_Items fournis_:
****************

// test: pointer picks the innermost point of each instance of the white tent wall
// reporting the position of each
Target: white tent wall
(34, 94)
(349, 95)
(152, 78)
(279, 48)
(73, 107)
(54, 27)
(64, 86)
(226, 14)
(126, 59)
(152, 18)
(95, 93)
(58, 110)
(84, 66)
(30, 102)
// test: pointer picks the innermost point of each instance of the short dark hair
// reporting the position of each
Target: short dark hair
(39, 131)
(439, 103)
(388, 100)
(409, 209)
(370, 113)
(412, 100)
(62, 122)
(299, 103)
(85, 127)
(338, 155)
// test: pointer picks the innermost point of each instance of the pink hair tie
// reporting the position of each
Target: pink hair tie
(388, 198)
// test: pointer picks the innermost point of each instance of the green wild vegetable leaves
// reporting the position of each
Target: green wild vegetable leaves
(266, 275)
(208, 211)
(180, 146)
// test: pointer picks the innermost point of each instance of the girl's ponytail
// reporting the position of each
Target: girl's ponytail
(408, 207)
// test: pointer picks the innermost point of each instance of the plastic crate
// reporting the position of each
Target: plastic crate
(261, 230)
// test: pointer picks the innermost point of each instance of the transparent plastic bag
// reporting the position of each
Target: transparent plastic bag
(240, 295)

****************

_Exercice proposé_: Recopiez à l'identique l'ensemble des items ci-dessus, ligne par ligne.

_Corrigé_:
// test: pointer picks the innermost point of each instance of the white tent wall
// reporting the position of each
Target: white tent wall
(34, 94)
(349, 95)
(152, 78)
(279, 48)
(73, 107)
(54, 27)
(64, 86)
(226, 14)
(126, 59)
(152, 18)
(95, 93)
(58, 110)
(84, 66)
(30, 102)
// test: pointer picks the innermost point of each instance of the short dark hair
// reporting the position of each
Target: short dark hair
(39, 131)
(439, 103)
(388, 100)
(409, 209)
(370, 113)
(412, 100)
(62, 122)
(299, 103)
(85, 127)
(338, 155)
// test: pointer picks the innermost point of each instance of the pink hair tie
// reporting the position of each
Target: pink hair tie
(388, 198)
// test: pointer picks the innermost point of each instance of the green wild vegetable leaves
// reporting the position of each
Target: green wild vegetable leaves
(266, 275)
(208, 211)
(180, 146)
// test: pointer picks the innermost point of each instance of the girl's ponytail
// reporting the position of each
Target: girl's ponytail
(408, 207)
// test: pointer picks the innermost point of each instance of the plastic crate
// reporting the position of each
Target: plastic crate
(261, 230)
// test: pointer picks the innermost point of each instance of the transparent plastic bag
// reporting the position of each
Target: transparent plastic bag
(240, 295)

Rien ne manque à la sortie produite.